Word for word, output the data that follows.
################
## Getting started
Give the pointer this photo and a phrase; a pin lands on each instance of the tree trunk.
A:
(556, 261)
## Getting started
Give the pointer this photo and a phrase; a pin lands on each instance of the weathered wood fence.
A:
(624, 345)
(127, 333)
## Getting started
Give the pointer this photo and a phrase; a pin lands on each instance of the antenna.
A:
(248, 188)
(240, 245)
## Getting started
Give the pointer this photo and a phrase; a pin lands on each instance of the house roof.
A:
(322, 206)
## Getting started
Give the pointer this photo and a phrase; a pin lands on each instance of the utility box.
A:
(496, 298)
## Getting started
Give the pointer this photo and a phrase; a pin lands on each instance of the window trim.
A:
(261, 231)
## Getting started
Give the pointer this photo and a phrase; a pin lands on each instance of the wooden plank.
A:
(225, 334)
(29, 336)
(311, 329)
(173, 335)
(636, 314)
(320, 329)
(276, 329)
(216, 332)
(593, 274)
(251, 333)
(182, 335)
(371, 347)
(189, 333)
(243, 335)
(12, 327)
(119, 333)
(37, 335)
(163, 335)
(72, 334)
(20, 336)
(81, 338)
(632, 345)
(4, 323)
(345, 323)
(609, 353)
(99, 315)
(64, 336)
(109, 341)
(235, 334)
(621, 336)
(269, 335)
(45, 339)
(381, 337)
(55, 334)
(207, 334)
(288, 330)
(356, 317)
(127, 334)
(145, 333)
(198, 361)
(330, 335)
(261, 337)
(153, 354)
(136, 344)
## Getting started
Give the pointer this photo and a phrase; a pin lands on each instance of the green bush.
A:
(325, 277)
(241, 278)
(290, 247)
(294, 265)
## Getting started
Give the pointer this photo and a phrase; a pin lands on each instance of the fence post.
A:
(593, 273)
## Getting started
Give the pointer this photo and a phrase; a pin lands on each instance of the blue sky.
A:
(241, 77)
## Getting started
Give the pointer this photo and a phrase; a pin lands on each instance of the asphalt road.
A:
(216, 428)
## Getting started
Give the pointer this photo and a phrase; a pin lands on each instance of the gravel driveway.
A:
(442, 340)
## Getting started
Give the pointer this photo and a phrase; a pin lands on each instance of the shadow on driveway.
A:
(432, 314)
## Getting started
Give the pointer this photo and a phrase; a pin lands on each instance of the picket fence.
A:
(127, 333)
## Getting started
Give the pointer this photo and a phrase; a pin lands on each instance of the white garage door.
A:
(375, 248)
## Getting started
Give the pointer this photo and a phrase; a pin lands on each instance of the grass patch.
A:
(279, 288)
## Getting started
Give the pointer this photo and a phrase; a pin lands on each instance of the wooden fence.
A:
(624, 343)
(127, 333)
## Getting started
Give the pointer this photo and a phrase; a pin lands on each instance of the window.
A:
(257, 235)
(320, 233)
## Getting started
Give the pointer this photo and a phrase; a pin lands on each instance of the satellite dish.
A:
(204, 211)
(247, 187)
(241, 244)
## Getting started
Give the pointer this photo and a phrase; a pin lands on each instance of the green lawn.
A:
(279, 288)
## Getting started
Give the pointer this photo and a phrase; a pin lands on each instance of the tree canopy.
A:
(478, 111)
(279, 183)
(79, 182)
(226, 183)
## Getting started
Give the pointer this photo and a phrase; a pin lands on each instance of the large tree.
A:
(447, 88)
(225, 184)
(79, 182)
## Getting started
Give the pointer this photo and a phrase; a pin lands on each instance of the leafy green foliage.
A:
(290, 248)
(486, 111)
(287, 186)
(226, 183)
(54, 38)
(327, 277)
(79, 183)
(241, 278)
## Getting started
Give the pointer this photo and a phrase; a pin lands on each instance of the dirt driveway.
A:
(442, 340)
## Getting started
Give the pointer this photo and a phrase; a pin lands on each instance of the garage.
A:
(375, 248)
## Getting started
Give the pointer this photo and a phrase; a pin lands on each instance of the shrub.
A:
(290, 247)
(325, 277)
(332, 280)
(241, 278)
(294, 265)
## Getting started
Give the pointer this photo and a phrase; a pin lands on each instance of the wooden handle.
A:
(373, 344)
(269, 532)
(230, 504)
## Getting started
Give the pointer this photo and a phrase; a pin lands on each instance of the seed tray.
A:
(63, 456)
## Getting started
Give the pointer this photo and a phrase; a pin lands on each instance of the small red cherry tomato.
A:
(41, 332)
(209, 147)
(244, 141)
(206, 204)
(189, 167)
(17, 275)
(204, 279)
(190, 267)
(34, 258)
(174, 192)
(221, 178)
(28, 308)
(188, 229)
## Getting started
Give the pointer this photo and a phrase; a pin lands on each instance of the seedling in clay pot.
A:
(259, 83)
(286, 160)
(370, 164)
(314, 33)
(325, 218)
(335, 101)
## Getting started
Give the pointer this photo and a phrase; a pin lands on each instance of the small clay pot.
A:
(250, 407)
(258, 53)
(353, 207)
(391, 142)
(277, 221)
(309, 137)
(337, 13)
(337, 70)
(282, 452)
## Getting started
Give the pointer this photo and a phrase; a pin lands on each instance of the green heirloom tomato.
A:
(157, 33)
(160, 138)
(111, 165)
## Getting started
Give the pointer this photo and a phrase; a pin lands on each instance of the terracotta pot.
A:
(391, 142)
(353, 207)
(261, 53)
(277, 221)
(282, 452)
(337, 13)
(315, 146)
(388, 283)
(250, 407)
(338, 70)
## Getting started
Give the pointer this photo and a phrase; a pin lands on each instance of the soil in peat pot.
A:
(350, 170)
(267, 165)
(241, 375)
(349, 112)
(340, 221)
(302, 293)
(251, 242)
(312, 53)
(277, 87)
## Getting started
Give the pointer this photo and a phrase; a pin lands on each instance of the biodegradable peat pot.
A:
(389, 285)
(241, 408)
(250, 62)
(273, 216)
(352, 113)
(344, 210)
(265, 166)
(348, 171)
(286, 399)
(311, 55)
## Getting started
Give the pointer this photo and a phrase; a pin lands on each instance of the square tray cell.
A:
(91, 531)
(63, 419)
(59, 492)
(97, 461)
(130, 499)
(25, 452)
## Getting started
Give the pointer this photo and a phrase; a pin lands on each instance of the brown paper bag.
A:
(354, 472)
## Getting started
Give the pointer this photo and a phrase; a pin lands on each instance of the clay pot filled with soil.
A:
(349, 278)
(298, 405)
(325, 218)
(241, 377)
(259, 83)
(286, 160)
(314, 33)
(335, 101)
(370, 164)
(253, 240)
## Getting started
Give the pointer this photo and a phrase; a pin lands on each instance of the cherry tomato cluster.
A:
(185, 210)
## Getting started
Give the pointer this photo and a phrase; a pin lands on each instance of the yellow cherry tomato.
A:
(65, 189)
################
Output for this exercise →
## Getting started
Give the pointer this photo and a phrase; a pin lands on each instance of the tree trunk.
A:
(556, 261)
## Getting started
Give the pointer this photo and a phrase; a pin lands on each instance of the weathered wood fence.
A:
(624, 345)
(127, 333)
## Getting started
Give the pointer this photo and a phrase; a pin lands on each instance of the antenna.
A:
(248, 188)
(240, 245)
## Getting started
Give the pointer this photo and a phrase; a pin lands on each instance of the house roof.
A:
(322, 206)
## Getting started
Give the pointer this photo and a phrase; a pin lands on each instance of the utility box.
A:
(496, 298)
## Getting started
Give the pointer this photo and a phrase; a pin lands on each instance of the window trim.
A:
(261, 231)
## Getting started
Give the pointer this photo and a phrase; a pin lands on each instance of the wooden plank.
A:
(225, 334)
(29, 336)
(311, 329)
(173, 335)
(636, 314)
(320, 329)
(276, 329)
(216, 332)
(593, 274)
(251, 333)
(182, 335)
(371, 347)
(189, 333)
(243, 335)
(12, 327)
(119, 333)
(37, 335)
(163, 335)
(72, 334)
(20, 336)
(81, 338)
(632, 345)
(4, 323)
(345, 323)
(609, 353)
(99, 315)
(64, 336)
(109, 341)
(235, 334)
(621, 336)
(269, 335)
(45, 339)
(381, 337)
(55, 334)
(207, 334)
(288, 330)
(356, 317)
(127, 334)
(145, 333)
(198, 361)
(330, 335)
(261, 337)
(153, 354)
(136, 344)
## Getting started
Give the pointer this photo and a phrase; a pin lands on each instance of the green bush.
A:
(325, 277)
(241, 278)
(290, 247)
(294, 265)
## Getting started
Give the pointer this photo and a phrase; a pin lands on each instance of the fence post.
A:
(593, 273)
## Getting started
Give the pointer this photo and a phrase; a pin lands on each instance of the blue sky.
A:
(241, 77)
## Getting started
Give the pointer this photo and a phrase; a pin lands on each instance of the asphalt road.
A:
(216, 428)
## Getting started
Give the pointer this photo and a phrase; a pin lands on each instance of the gravel driveway.
A:
(442, 340)
## Getting started
Give the pointer this photo and a phrase; a pin lands on each instance of the shadow on driveway.
A:
(432, 314)
## Getting started
Give the pointer this photo and a phrase; a pin lands on each instance of the picket fence.
A:
(127, 333)
## Getting started
Give the pointer this photo and a phrase; a pin lands on each instance of the white garage door.
A:
(375, 248)
## Getting started
Give the pointer this photo and a phrase; a pin lands on each instance of the grass patch.
A:
(279, 288)
## Getting started
Give the pointer this photo and a phrase; a pin lands on each instance of the wooden fence.
A:
(624, 343)
(127, 333)
## Getting started
Give the pointer this photo and a phrase; a pin lands on each instance of the window.
A:
(257, 235)
(320, 233)
## Getting started
Give the pointer this photo and a phrase; a pin lands on each instance of the satellite dish.
A:
(204, 211)
(247, 187)
(241, 244)
## Getting started
Give the pointer this photo and a phrase; a pin lands on each instance of the green lawn.
A:
(279, 288)
## Getting started
Give the pointer this photo and a phrase; a pin lands on each instance of the tree canopy.
A:
(478, 111)
(279, 183)
(79, 182)
(226, 183)
## Getting started
Give the pointer this photo and a phrase; a pin lands on each instance of the large tree.
A:
(447, 88)
(225, 184)
(79, 182)
## Getting started
Give the pointer this photo and a phrase; a pin lands on each instance of the leafy green foliage.
A:
(290, 248)
(486, 111)
(287, 186)
(226, 183)
(54, 38)
(327, 277)
(79, 183)
(241, 278)
## Getting started
Give the pointer this photo and a phrase; a pin lands on each instance of the dirt driveway.
A:
(442, 340)
## Getting started
Give the pointer this photo and a phrase; a pin lands on each instance of the garage.
A:
(375, 248)
## Getting started
Give the pointer this photo and a phrase; a pin lands on each instance of the shrub.
A:
(290, 247)
(325, 277)
(332, 280)
(241, 278)
(294, 265)
## Getting started
Give the pointer this photo and a phrase; a pin lands on each instance of the wooden handle.
A:
(373, 344)
(269, 532)
(230, 504)
## Getting started
Give the pointer this photo and a phrase; a pin lands on each instance of the seed tray.
A:
(63, 456)
## Getting started
Give the pointer this photo and a phrase; a pin lands on each instance of the small red cherry tomato.
A:
(41, 332)
(209, 147)
(244, 141)
(206, 204)
(189, 167)
(17, 275)
(204, 279)
(190, 267)
(34, 258)
(174, 192)
(221, 178)
(28, 308)
(188, 229)
## Getting started
Give the pointer this photo and a phrase; a pin lands on each instance of the seedling in clay pot.
A:
(259, 83)
(286, 160)
(370, 164)
(314, 33)
(325, 218)
(335, 101)
## Getting started
Give the pointer this photo and a phrase; a pin lands on each instance of the small clay pot.
A:
(250, 407)
(258, 53)
(353, 207)
(391, 142)
(277, 221)
(309, 137)
(337, 13)
(337, 70)
(282, 452)
## Getting started
Give the pointer this photo and a phrase; a pin lands on each instance of the green heirloom tomato.
A:
(157, 33)
(160, 138)
(111, 165)
## Getting started
Give the pointer this photo and a phrase; a pin lands on each instance of the terracotta pot.
A:
(391, 142)
(353, 207)
(261, 53)
(277, 221)
(282, 452)
(337, 13)
(315, 146)
(388, 283)
(250, 407)
(338, 70)
## Getting started
Give the pointer this photo and a phrase; a pin lands on each instance of the soil in peat pot.
A:
(350, 170)
(267, 165)
(241, 375)
(349, 112)
(340, 221)
(302, 293)
(251, 242)
(312, 53)
(277, 87)
## Getting started
Give the pointer this photo and a phrase; a pin lands on each instance of the biodegradable peat pot.
A:
(389, 285)
(241, 408)
(250, 62)
(273, 216)
(352, 113)
(344, 210)
(265, 166)
(348, 171)
(286, 399)
(311, 55)
## Getting started
Give the pointer this photo and a phrase; a pin lands on each instance of the square tray cell.
A:
(91, 531)
(63, 419)
(59, 492)
(97, 461)
(130, 499)
(25, 452)
## Getting started
Give the pointer this photo and a phrase; a pin lands on each instance of the brown paper bag.
A:
(354, 472)
## Getting started
Give the pointer this photo and a phrase; a pin lands on each instance of the clay pot filled with soil.
A:
(349, 278)
(298, 405)
(325, 218)
(241, 377)
(259, 83)
(286, 160)
(314, 33)
(335, 101)
(370, 164)
(253, 240)
## Getting started
Give the pointer this photo and a phrase; a pin lands on each instance of the cherry tomato cluster.
A:
(185, 210)
## Getting started
Give the pointer this photo and a phrase; a pin lands on each instance of the yellow cherry tomato.
A:
(65, 189)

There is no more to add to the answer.